Trade reform in Latin American in the 1980s and 1990s was in significant part a reform of policy-making institutions. The institutions that existed when the reforms began had been created in response to particular protectionist pressures at particular times, and afterwards controlled by the interests on whose behalf they had been created.2 Reform consequently involved the disbanding of such institutions and the creation of new ones.


The institutional changes reflected two overlapping objectives: to overcome the advantage protection-seekers enjoyed in then-existing procedures, and to change the culture of policy making; from one based on long-standing relationships to one based on unified, objective, and transparent assessment of economic costs and benefits. Procedures for managing industry requests/pressures for protection were structured around the same economy-wide principles that provided the political and philosophical basis for the liberalization programs. Accommodating trade policies and trade policy processes to the demands of GATT/WTO rules was an important part of this transformation.3
Factually, our principal finding is that Peru’s reforms have continued over several changes of president, while Argentina’s have been reversed. In both countries the introduction of new mechanisms for managing trade policy had been part of the reforms. As Peru’s liberalization has expanded, the new institutions have become more robust and pressures for protection have been managed through the new mechanisms.
At the same time, Argentine trade policy has returned to the high-protection, import substitution regime in place before the 1990 reforms. Multiple restrictions have been imposed; mostly through a reversion to informal methods that eschew the procedural characteristics that WTO trade remedy rules advance and that the 1990 reforms attempted to introduce into Argentine governance.

Major themes


The first study, Fighting Fire with Fire, focused on the institutional structures through which governments managed domestic pressures for protection. This second look at the reforms brings forward an additional dimension of governance. Beyond establishing the institutional structures for dealing with pressures for protection, Peruvian reform leaders have taken a proactive approach toward creating within Peruvian society a new and positive image of Peru and Peruvians in the world economy. The Peru section brings out not only how reform leaders have reinforced the evolution of a new policy management system, it also brings forward how they have disseminated widely in Peruvian society a positive vision of Peru in the international economy. This, we will point out, contrasts sharply with the Argentine government’s view of the world economy as a threat to Argentina.

------------------------------

SET TASKS »
1. Translate this sentence from the passage on trade reform into Spanish: "In both countries the introduction of new mechanisms for managing trade policy had been part of the reforms."
2. Decide whether each statement agrees with the passage on trade reform, answering yes or no and quoting the words of the passage that settle it.
(a) Peru's reforms have been reversed.
(b) Most of the restrictions Argentina has imposed came through informal methods.
(c) The first study was called Fighting Fire with Fire.

------------------------------

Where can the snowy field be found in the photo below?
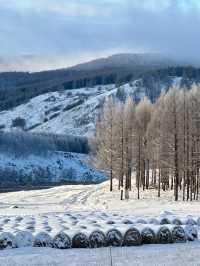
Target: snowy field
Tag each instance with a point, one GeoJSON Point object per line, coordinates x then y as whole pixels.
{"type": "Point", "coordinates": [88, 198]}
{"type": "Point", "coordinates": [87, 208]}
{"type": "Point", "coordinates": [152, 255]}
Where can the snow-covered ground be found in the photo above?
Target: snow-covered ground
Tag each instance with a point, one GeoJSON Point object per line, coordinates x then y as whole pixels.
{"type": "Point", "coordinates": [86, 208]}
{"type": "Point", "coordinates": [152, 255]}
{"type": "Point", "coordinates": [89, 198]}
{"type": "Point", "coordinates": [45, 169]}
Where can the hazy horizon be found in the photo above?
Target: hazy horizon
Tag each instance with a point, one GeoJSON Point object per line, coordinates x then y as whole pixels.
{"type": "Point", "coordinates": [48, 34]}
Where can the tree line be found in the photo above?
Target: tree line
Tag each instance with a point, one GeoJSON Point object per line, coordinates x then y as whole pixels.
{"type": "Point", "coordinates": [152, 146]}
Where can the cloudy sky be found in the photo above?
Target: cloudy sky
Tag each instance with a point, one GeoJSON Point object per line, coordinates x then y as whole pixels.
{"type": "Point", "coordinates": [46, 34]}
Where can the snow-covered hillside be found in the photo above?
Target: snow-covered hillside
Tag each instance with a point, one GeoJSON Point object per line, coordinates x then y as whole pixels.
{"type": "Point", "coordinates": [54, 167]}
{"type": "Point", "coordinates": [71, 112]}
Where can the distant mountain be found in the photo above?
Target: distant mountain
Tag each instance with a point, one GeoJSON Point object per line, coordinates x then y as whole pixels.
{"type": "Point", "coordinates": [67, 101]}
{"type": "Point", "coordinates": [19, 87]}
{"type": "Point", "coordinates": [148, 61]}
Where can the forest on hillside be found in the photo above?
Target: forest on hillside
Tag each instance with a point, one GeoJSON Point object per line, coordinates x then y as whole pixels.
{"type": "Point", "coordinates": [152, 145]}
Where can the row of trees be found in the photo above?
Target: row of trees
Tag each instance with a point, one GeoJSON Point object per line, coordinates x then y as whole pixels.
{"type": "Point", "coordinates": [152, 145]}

------------------------------

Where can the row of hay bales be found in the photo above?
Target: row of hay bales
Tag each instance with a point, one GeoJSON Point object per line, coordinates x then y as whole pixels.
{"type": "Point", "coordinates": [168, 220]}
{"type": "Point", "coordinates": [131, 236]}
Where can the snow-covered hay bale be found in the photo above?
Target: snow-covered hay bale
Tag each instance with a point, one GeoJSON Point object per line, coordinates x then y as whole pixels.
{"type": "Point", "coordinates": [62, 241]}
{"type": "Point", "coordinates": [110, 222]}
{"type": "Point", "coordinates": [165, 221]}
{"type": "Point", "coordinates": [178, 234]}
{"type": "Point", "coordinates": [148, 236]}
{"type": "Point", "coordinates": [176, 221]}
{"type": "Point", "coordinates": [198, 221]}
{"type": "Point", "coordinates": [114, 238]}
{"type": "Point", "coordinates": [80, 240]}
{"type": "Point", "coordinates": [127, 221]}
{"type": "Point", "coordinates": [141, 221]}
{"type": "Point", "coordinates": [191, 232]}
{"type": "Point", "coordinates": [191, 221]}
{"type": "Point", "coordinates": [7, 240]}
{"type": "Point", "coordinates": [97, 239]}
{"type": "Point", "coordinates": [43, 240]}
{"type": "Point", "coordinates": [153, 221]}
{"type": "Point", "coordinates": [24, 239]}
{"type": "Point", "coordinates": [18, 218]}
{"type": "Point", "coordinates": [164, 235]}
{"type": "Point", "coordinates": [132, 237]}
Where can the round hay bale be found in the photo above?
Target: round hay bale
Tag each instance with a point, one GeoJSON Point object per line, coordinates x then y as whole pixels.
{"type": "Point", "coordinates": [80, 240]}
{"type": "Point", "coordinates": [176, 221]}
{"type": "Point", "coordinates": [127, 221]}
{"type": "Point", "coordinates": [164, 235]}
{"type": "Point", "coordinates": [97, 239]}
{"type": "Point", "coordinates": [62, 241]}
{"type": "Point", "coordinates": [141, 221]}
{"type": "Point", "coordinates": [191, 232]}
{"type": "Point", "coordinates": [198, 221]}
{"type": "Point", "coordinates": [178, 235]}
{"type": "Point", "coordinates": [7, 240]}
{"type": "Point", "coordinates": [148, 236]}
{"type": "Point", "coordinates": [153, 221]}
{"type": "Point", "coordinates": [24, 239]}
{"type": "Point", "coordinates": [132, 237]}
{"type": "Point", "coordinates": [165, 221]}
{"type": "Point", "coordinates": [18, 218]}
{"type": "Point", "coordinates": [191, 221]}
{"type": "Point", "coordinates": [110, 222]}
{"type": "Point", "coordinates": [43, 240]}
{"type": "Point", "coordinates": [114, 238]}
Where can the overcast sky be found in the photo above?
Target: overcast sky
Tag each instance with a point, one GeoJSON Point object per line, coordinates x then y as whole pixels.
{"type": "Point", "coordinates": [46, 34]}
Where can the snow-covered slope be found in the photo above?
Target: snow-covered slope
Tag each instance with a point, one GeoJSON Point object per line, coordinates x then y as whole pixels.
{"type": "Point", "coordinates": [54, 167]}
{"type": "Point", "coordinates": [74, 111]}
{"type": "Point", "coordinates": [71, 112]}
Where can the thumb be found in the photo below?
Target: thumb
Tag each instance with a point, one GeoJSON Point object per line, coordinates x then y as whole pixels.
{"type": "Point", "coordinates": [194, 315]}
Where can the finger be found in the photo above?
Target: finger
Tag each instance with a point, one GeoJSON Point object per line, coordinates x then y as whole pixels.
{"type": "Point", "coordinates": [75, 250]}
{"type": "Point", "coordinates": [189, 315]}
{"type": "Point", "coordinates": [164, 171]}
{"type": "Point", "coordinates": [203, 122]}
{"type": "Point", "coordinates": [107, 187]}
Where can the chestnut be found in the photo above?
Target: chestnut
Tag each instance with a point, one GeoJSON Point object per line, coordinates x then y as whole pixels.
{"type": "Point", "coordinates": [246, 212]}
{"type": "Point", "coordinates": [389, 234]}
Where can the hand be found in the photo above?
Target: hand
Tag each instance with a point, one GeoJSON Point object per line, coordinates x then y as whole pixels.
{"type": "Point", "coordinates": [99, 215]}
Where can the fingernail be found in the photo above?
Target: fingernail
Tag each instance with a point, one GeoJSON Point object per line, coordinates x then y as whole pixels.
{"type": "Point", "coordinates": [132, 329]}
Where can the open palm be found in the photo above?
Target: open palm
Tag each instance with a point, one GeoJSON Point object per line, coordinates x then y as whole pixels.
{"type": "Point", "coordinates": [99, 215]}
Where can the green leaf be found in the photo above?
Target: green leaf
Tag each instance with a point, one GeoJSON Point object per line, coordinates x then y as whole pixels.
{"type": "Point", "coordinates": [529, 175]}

------------------------------

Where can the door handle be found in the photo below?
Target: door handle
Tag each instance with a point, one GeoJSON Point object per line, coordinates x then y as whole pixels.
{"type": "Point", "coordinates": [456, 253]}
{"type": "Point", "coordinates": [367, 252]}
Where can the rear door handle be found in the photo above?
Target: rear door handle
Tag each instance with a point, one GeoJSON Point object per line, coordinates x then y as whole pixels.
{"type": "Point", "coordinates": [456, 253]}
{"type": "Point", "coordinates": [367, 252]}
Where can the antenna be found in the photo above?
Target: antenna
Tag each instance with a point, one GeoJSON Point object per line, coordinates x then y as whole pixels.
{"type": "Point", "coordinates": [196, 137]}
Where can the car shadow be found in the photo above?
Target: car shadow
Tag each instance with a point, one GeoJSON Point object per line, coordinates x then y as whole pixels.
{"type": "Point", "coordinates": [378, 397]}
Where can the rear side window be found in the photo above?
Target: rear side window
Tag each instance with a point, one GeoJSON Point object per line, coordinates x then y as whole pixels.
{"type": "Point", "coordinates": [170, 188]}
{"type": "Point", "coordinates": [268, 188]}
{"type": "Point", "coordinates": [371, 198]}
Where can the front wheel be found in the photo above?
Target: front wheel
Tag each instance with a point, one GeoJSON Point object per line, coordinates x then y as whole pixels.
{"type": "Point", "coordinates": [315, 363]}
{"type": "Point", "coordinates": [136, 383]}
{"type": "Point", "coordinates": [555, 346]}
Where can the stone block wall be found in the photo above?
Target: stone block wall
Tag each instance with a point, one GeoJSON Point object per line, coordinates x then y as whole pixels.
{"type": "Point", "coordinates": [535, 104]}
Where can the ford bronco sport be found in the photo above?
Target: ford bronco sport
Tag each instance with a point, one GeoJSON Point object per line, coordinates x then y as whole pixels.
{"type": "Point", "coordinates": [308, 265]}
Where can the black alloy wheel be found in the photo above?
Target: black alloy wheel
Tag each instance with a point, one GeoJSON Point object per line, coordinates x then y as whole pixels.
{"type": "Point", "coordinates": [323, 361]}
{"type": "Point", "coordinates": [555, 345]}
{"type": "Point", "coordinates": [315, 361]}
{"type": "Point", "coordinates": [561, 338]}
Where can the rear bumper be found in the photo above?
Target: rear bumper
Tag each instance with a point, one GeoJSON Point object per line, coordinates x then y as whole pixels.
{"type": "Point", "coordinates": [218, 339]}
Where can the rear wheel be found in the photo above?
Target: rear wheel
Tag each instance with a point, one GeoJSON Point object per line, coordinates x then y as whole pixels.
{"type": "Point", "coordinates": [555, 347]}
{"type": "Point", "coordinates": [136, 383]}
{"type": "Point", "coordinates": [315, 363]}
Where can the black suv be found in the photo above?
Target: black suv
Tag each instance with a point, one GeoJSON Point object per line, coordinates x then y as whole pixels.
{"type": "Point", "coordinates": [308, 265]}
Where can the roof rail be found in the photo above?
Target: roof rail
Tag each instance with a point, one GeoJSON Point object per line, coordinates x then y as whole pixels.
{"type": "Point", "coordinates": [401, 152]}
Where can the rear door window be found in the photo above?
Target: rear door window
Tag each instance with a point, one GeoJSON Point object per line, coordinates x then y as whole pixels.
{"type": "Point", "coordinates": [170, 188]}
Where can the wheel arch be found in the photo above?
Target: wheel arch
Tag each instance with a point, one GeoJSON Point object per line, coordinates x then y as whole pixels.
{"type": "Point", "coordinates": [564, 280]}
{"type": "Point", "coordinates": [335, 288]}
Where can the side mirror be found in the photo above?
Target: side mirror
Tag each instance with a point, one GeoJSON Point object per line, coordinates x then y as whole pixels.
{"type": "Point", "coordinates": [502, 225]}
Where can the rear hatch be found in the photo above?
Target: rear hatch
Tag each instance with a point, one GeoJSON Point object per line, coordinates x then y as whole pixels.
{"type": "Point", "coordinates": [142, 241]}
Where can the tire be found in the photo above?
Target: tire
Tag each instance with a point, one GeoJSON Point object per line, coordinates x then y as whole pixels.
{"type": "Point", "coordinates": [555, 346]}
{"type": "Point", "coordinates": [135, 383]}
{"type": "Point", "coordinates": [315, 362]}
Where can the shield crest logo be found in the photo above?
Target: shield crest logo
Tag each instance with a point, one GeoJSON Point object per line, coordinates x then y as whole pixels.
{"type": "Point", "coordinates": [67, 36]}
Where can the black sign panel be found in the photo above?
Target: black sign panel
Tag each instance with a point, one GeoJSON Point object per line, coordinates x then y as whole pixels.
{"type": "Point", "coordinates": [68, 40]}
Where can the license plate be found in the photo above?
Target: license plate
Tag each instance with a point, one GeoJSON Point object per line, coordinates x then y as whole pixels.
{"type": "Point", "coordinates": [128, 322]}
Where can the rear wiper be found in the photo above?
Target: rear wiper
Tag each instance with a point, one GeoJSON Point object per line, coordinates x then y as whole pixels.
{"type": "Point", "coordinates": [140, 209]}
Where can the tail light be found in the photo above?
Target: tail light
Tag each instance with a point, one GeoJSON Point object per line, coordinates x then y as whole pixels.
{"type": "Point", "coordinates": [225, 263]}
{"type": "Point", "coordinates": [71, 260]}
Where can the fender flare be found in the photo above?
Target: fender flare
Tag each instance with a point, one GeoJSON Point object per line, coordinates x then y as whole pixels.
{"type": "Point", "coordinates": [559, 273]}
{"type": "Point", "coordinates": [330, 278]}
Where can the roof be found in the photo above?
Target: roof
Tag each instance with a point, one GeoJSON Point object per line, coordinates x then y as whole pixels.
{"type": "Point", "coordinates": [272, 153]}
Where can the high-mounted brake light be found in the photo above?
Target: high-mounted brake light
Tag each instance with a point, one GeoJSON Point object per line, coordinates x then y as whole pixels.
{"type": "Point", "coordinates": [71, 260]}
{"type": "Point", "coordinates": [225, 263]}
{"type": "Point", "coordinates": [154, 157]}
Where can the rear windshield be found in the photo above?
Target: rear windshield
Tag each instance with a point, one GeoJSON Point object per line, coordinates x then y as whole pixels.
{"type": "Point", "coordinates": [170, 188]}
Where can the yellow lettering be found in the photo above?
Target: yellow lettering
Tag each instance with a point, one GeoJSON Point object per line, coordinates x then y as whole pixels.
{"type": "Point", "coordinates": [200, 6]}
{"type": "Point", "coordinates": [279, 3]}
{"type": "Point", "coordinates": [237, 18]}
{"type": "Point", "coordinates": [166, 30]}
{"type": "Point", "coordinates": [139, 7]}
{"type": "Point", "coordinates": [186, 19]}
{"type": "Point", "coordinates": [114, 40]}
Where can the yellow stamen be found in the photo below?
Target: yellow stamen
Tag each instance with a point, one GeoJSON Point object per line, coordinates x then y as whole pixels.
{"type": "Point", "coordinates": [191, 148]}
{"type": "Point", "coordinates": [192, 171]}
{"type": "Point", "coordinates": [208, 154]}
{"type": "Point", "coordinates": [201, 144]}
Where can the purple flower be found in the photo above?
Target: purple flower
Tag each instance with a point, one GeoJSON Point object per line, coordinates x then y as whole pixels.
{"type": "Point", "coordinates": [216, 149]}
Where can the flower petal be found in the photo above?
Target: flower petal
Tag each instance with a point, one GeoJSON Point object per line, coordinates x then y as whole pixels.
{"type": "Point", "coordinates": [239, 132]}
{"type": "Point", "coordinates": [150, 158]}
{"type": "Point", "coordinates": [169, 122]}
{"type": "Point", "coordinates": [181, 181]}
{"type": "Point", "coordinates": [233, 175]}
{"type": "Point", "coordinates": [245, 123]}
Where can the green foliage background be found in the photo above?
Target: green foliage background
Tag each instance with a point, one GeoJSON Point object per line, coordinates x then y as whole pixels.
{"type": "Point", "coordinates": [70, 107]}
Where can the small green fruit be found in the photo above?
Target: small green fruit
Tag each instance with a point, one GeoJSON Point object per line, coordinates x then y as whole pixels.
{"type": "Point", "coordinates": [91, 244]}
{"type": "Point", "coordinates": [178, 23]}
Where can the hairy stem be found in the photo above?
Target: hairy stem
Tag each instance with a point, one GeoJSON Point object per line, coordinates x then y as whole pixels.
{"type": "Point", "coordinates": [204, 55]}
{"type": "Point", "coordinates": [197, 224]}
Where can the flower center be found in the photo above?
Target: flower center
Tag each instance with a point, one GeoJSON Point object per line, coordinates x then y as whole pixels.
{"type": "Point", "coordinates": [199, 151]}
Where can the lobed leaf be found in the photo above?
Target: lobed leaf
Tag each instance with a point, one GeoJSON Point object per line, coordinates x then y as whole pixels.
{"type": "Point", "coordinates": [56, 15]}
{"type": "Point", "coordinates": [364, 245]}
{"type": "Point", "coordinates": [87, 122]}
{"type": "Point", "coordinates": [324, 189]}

------------------------------

ANSWERS FOR THIS EXERCISE »
1. En ambos países, la introducción de nuevos mecanismos para gestionar la política comercial había formado parte de las reformas.

2.
(a) No: "Peru’s reforms have continued over several changes of president, while Argentina’s have been reversed."
(b) Yes: "Multiple restrictions have been imposed; mostly through a reversion to informal methods"
(c) Yes: "The first study, Fighting Fire with Fire, focused on the institutional structures through which governments managed domestic pressures for protection."